EXCERPT TO READ:
Lehfeldt, however, worked carefully at his friendship with Sanger. He both charmed and engaged her, and made sure to credit her whenever appropriate. He never took liberties with her stature or used her name without permission. He was tactful and exceedingly polite. Instead of bluntly criticizing her tendency to oversimplify medical statistics, or fall back on obsolete research, he would send technical material, often his own articles, to bring her up to speed. As he did with many of his German colleagues from the late 1920s and 1930s, Lehfeldt worked at keeping his association with Sanger current and cordial, even sending birthday greetings on occasion. Sanger, in turn, learned to value his opinion, asking, for instance, his advice on International Planned Parenthood Federation matters of the greatest importance, such as who should succeed her as president. She especially appreciated his attention during the later years when so few doctors sought to continue a dialog with her.
Much of their later correspondence discussed specific contraceptives, particularly the cervical cap, which Lehfeldt demonstrated in 1954 was as reliable a contraceptive as the diaphragm, and therefore should be more widely offered to increase women's choice. Sanger was elated over Lehfeldt's findings and thought his work might convince clinics to reintroduce the cervical cap, long abandoned by many doctors due to patient complaints over fitting problems. Sanger had pressed for the use of the cap early on when diaphragms were particularly difficult to obtain:
This, as you doubtless know, was the first mechanical device that I brought over from France, back as far as 1912 or 1913, when I went over to study the French methods. It was also, by the way, this little cap that used to be shipped to American purchasers under the guise of bonbons from France . . . (MS to Lehfeldt, Jan. 14, 1954, MSM S42:578-9). </table>
Lehfeldt also kept Sanger apprised of a research study he conducted at the Bellevue Contraceptive Clinic on Enovid, the first patented version of the anovulant pill that represented the breakthrough contraceptive that both had long worked for. Years later, when many claimed to have a hand in the birth of "the pill," but generally overlooked Sanger's important role (she kept the idea alive for decades and arranged the initial funding for its development), Lehfeldt was one of the few medical men to give Sanger adequate credit.

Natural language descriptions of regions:
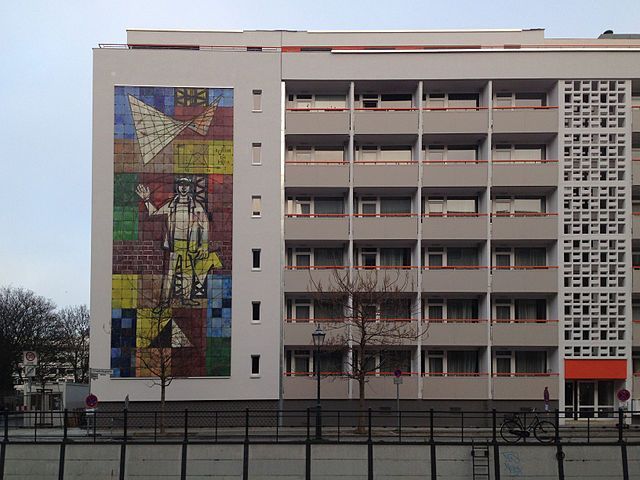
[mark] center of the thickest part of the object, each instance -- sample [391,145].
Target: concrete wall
[327,461]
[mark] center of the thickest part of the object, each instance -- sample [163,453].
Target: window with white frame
[306,154]
[311,100]
[437,257]
[453,153]
[534,309]
[450,362]
[513,205]
[256,206]
[453,309]
[509,257]
[384,205]
[384,257]
[384,154]
[306,257]
[384,100]
[519,99]
[451,100]
[518,153]
[450,205]
[519,362]
[315,206]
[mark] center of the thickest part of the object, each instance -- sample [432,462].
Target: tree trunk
[361,405]
[163,387]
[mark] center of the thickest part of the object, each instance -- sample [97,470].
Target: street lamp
[318,340]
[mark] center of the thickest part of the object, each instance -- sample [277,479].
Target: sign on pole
[29,358]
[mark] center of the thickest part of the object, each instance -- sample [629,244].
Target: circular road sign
[624,395]
[91,401]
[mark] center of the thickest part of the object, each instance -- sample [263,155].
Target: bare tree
[27,322]
[376,320]
[74,323]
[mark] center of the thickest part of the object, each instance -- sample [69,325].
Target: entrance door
[586,399]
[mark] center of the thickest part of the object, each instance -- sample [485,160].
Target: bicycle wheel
[545,432]
[511,431]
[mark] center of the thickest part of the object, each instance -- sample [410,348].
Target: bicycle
[513,430]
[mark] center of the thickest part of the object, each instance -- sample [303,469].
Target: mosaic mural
[172,228]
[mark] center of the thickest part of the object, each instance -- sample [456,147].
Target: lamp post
[318,340]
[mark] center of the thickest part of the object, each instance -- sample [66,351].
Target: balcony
[635,119]
[525,226]
[525,386]
[635,172]
[400,226]
[635,225]
[452,173]
[311,175]
[306,121]
[305,279]
[453,332]
[374,121]
[298,332]
[525,119]
[524,333]
[316,227]
[532,173]
[463,226]
[455,120]
[468,387]
[525,279]
[454,279]
[383,387]
[387,174]
[303,387]
[389,278]
[635,279]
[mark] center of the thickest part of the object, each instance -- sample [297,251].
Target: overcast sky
[45,95]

TASK TO CARRY OUT:
According to the excerpt about Lehfeldt and Sanger, what drug did Lehfeldt study at the Bellevue Contraceptive Clinic?

EXERCISE RESPONSE:
Enovid, the first patented version of the anovulant pill.